TASK INPUT:
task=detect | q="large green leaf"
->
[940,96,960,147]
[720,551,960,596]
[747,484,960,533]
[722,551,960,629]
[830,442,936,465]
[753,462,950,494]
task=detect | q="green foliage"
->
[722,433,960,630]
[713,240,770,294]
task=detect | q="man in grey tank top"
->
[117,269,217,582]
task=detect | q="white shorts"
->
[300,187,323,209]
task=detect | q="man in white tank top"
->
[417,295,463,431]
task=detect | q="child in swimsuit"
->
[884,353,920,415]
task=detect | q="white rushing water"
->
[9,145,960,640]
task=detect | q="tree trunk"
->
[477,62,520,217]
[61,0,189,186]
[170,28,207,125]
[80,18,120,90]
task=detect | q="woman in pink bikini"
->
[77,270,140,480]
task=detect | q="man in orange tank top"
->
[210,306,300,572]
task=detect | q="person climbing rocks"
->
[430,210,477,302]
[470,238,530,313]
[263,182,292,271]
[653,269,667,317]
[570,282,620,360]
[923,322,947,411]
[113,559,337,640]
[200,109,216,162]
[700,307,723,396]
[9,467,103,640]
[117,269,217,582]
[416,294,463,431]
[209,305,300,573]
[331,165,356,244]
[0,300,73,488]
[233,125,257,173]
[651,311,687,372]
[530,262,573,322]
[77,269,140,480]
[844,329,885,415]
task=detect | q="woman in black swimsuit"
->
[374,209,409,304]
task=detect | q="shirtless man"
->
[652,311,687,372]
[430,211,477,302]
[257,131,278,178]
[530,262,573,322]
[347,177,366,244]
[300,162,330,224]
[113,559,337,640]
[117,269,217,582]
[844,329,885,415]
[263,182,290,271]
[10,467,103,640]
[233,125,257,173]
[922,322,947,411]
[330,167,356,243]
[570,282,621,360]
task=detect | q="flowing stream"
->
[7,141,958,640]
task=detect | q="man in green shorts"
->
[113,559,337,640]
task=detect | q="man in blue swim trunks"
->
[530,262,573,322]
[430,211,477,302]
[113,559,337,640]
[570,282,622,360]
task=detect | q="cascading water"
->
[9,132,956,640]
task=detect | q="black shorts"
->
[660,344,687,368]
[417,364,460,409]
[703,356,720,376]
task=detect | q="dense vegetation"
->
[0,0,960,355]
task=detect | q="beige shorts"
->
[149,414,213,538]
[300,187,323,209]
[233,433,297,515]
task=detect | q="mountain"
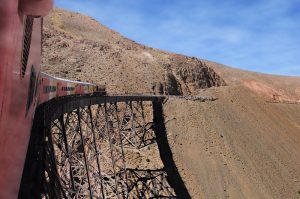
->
[43,9,300,198]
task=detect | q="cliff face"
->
[43,9,300,199]
[43,9,225,95]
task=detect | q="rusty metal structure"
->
[19,96,190,199]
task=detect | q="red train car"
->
[0,0,52,199]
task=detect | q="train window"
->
[21,16,34,78]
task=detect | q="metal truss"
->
[44,101,176,199]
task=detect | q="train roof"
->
[41,72,95,86]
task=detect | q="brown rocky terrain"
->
[43,9,300,199]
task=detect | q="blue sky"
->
[55,0,300,76]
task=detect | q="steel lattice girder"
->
[45,100,176,198]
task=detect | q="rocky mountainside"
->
[43,9,300,199]
[43,9,226,95]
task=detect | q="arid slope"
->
[43,9,300,199]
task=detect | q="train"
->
[0,0,106,199]
[37,72,106,105]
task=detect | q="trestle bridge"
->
[19,95,190,199]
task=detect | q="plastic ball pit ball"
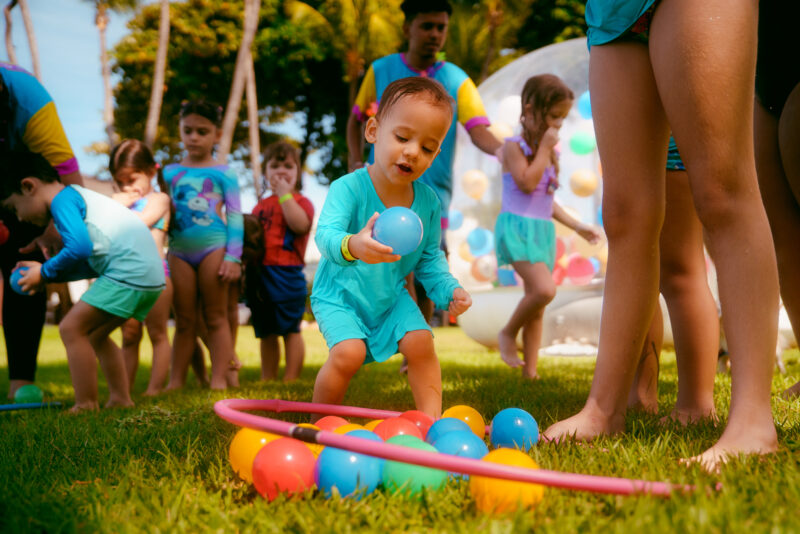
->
[425,417,472,445]
[228,427,281,482]
[442,404,486,439]
[8,267,28,295]
[372,206,422,256]
[469,449,544,514]
[383,436,447,495]
[489,408,539,452]
[253,438,317,501]
[14,384,44,404]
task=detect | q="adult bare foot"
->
[681,420,778,473]
[544,405,625,443]
[781,382,800,400]
[497,330,524,369]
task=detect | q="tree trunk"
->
[247,53,261,198]
[217,0,261,163]
[3,0,17,65]
[18,0,42,82]
[94,3,117,150]
[144,0,170,148]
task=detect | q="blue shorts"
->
[81,276,162,321]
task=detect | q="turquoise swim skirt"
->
[494,212,556,271]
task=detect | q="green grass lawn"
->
[0,326,800,533]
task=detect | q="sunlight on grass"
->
[0,327,800,533]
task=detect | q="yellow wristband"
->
[342,234,356,261]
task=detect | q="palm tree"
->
[217,0,261,163]
[284,0,403,107]
[87,0,139,146]
[144,0,170,148]
[3,0,42,81]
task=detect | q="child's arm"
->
[218,169,244,282]
[553,201,602,245]
[314,180,400,266]
[414,199,460,311]
[503,128,558,194]
[41,187,93,282]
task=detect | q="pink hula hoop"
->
[214,399,694,497]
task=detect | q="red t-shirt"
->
[253,193,314,265]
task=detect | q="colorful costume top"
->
[253,193,314,265]
[0,63,78,176]
[500,135,558,220]
[353,53,489,217]
[42,185,165,291]
[164,164,244,266]
[586,0,655,47]
[130,196,167,232]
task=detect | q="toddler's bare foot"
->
[69,401,100,413]
[544,406,625,443]
[681,418,778,473]
[497,330,523,369]
[781,382,800,400]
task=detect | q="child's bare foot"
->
[544,405,625,443]
[781,382,800,400]
[69,401,100,413]
[497,330,523,369]
[681,419,778,473]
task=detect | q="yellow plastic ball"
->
[442,404,486,439]
[469,449,544,514]
[297,423,325,456]
[228,428,283,483]
[333,423,364,436]
[364,419,383,432]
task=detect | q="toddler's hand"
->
[347,212,401,263]
[541,127,559,148]
[14,261,45,295]
[449,287,472,316]
[217,260,242,282]
[575,224,603,245]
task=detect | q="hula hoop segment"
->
[214,399,694,497]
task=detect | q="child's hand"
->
[217,260,242,282]
[575,223,603,245]
[540,127,559,149]
[347,212,401,263]
[14,261,45,295]
[111,191,142,208]
[449,287,472,316]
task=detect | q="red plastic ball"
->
[374,417,422,441]
[253,438,317,501]
[400,410,434,439]
[314,415,349,432]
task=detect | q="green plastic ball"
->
[14,384,44,404]
[383,435,447,495]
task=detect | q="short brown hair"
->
[375,76,453,120]
[264,141,303,191]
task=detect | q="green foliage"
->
[114,0,347,182]
[0,326,800,533]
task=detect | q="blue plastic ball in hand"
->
[372,206,422,256]
[425,417,472,445]
[490,408,539,452]
[8,267,28,295]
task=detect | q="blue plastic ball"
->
[8,267,28,295]
[372,206,422,256]
[578,91,592,119]
[490,408,539,452]
[433,430,489,478]
[425,417,472,444]
[314,436,385,499]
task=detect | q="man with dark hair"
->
[0,63,83,398]
[347,0,502,336]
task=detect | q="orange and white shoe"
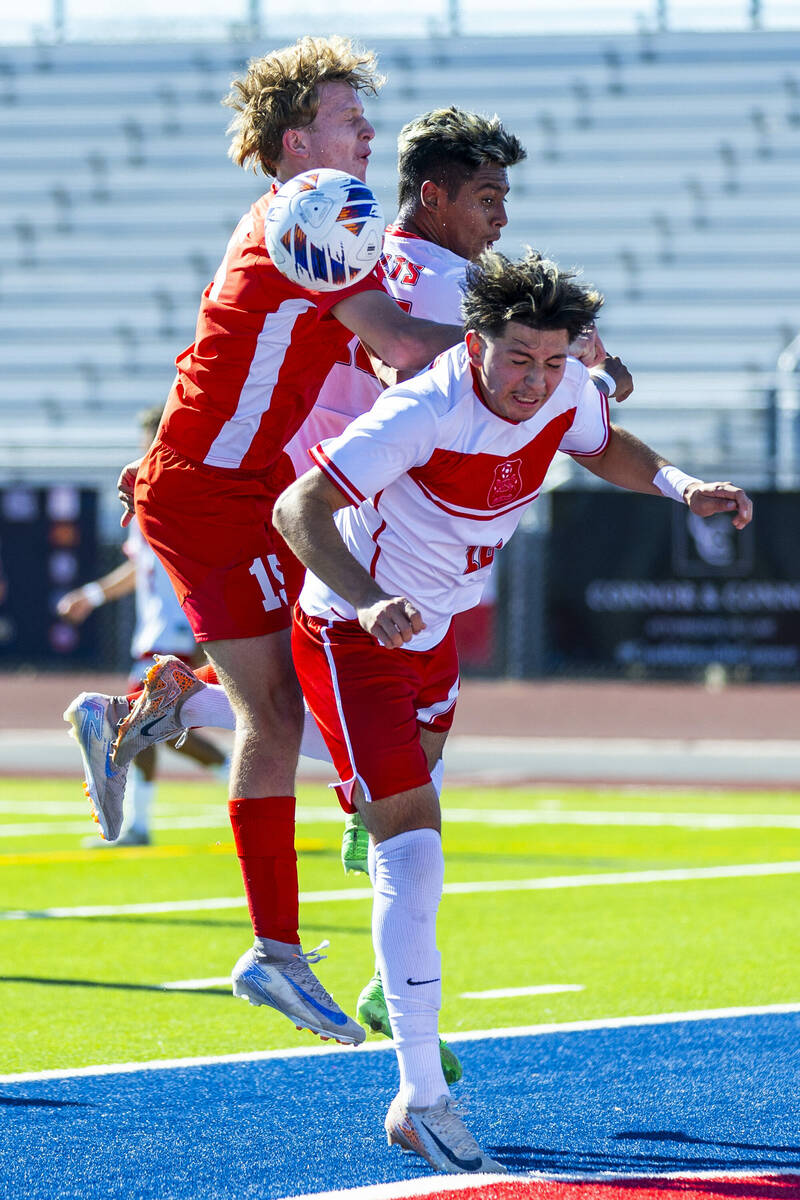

TASK DETAILS: Rewrite all of the rows above, changing "green foliage" to "green leaves" and leaving everything else as it is. Leave the pictures out of your answer.

SOLUTION FOR THIS EXERCISE:
task=detect | q="large green leaf"
->
[940,96,960,147]
[720,551,960,596]
[747,484,960,533]
[722,551,960,629]
[830,442,936,465]
[753,462,950,494]
task=detect | q="green leaves"
->
[722,433,960,630]
[713,240,770,294]
task=detect | q="man in grey tank top"
->
[117,269,217,582]
task=detect | q="white shorts"
->
[300,187,323,209]
task=detect | q="man in white tank top"
->
[417,295,463,431]
task=detect | q="child in swimsuit"
->
[884,353,920,415]
task=detect | q="white rushing water"
->
[9,145,960,640]
task=detect | q="tree trunk"
->
[477,62,520,217]
[61,0,189,186]
[170,28,207,125]
[80,18,120,90]
task=detect | q="woman in pink bikini"
->
[77,270,140,480]
task=detect | q="man in orange tank top"
->
[210,306,300,572]
task=detect | q="person climbing rocks"
->
[430,210,477,302]
[470,238,530,313]
[263,182,292,271]
[653,269,667,317]
[570,282,620,360]
[923,322,947,411]
[113,559,337,640]
[200,109,216,162]
[700,307,723,396]
[9,467,103,640]
[117,269,217,582]
[416,294,463,431]
[209,305,300,573]
[331,165,356,244]
[0,300,73,488]
[233,125,257,173]
[651,311,687,372]
[530,262,573,322]
[77,269,140,480]
[844,329,885,415]
task=detect | q="woman in black swimsuit"
->
[374,209,409,304]
task=detect | q="shirtless man"
->
[652,311,687,372]
[430,211,477,302]
[257,131,278,178]
[530,262,573,322]
[347,177,366,244]
[300,162,330,224]
[113,559,337,640]
[117,269,217,582]
[844,329,885,415]
[263,182,290,271]
[10,467,103,640]
[233,125,257,173]
[922,322,947,411]
[330,167,356,243]
[570,282,621,360]
task=detect | q="flowing stream"
->
[7,141,958,640]
task=detect | q="man in green shorts"
->
[113,559,337,640]
task=detect | q="man in blue swim trunks"
->
[530,262,573,322]
[430,211,477,302]
[113,559,337,640]
[570,282,622,360]
task=detect | q="cascading water"
->
[9,132,956,640]
task=detect | q="black shorts"
->
[660,344,687,368]
[417,364,460,409]
[703,356,720,376]
task=detect | q="dense vegetation"
->
[0,0,960,355]
task=detect | q="beige shorts"
->
[149,414,213,538]
[300,187,323,209]
[233,433,297,515]
task=detect | q="mountain"
->
[43,9,300,198]
task=detect | q="cliff face"
->
[43,9,300,199]
[43,9,225,95]
task=detect | q="rusty metal structure"
->
[19,96,190,199]
task=detect | q="red train car"
->
[0,0,52,199]
task=detect | q="train window"
->
[21,16,34,78]
task=detect | q="metal truss"
->
[44,101,176,199]
task=detect | q="train roof"
->
[41,72,95,86]
task=detect | q="brown rocky terrain"
->
[43,9,300,199]
task=detect | q="blue sky"
->
[55,0,300,76]
task=detect | q="steel lattice girder"
->
[45,100,176,198]
task=detect | q="rocky mountainside"
->
[43,9,300,199]
[43,9,226,95]
task=detect | q="arid slope"
->
[43,9,300,199]
task=detect | q="train"
->
[0,0,106,199]
[37,72,106,105]
task=detect | q="trestle bridge"
->
[19,95,190,199]
task=detect | q="plastic ball pit ball"
->
[425,417,472,445]
[228,427,281,482]
[442,404,486,439]
[8,267,28,295]
[372,206,422,256]
[469,449,544,514]
[383,436,447,495]
[489,408,539,452]
[253,438,317,501]
[14,384,44,404]
task=detect | q="adult bare foot"
->
[681,420,778,473]
[544,405,625,443]
[781,382,800,400]
[497,330,524,369]
task=detect | q="tree trunk"
->
[247,53,261,198]
[217,0,261,163]
[3,0,17,65]
[18,0,42,82]
[94,3,117,150]
[144,0,170,148]
task=detect | q="blue shorts"
->
[81,276,162,321]
task=detect | q="turquoise swim skirt"
->
[494,212,556,271]
task=detect | q="green grass lawn"
->
[0,326,800,533]
task=detect | q="sunlight on grass"
->
[0,327,800,533]
task=detect | q="yellow wristband"
->
[342,234,356,261]
task=detect | q="palm tree"
->
[217,0,261,163]
[284,0,403,107]
[87,0,139,146]
[144,0,170,148]
[3,0,42,81]
task=detect | q="child's arm"
->
[218,169,244,282]
[553,201,602,245]
[314,180,400,266]
[414,199,460,311]
[503,128,558,194]
[41,187,93,282]
task=detect | q="pink hula hoop"
->
[214,399,694,497]
task=detect | q="red t-shirt"
->
[253,193,314,265]
task=detect | q="colorful costume top"
->
[253,193,314,265]
[0,63,78,176]
[500,135,558,220]
[353,53,489,217]
[42,185,165,291]
[164,164,244,266]
[586,0,655,47]
[130,196,167,232]
task=detect | q="toddler's bare foot"
->
[69,401,100,413]
[544,406,625,443]
[681,418,778,473]
[497,330,523,369]
[781,382,800,400]
task=detect | q="child's bare foot"
->
[544,405,625,443]
[781,382,800,400]
[69,401,100,413]
[497,330,523,369]
[681,419,778,473]
task=detect | q="yellow plastic ball"
->
[442,404,486,439]
[469,449,544,514]
[297,423,325,456]
[228,428,283,483]
[333,423,364,436]
[364,419,383,432]
task=detect | q="toddler's hand"
->
[347,212,401,263]
[541,127,559,148]
[14,261,45,295]
[449,287,472,316]
[217,260,242,282]
[575,224,603,245]
task=detect | q="hula hoop segment"
->
[214,399,694,497]
task=detect | q="child's hand"
->
[217,260,242,282]
[575,223,603,245]
[540,127,559,149]
[347,212,401,263]
[14,261,45,295]
[111,191,142,208]
[449,287,472,316]
task=detect | q="red plastic ball"
->
[374,417,422,441]
[253,438,317,501]
[400,410,434,439]
[314,415,349,432]
task=detect | q="green plastic ball"
->
[14,384,44,404]
[383,435,447,495]
task=detect | q="short brown hair"
->
[375,76,453,120]
[264,141,303,191]
task=detect | q="green leaves"
->
[114,0,347,182]
[0,326,800,533]
task=detect | q="blue plastic ball in hand"
->
[372,206,422,256]
[425,417,472,445]
[490,408,539,452]
[8,267,28,295]
task=detect | q="blue plastic ball"
->
[8,267,28,295]
[372,206,422,256]
[578,91,592,119]
[490,408,539,452]
[433,430,489,478]
[425,417,472,444]
[314,436,385,499]
task=detect | q="man with dark hair"
->
[0,63,83,398]
[347,0,502,336]
task=detect | q="orange and white shoe"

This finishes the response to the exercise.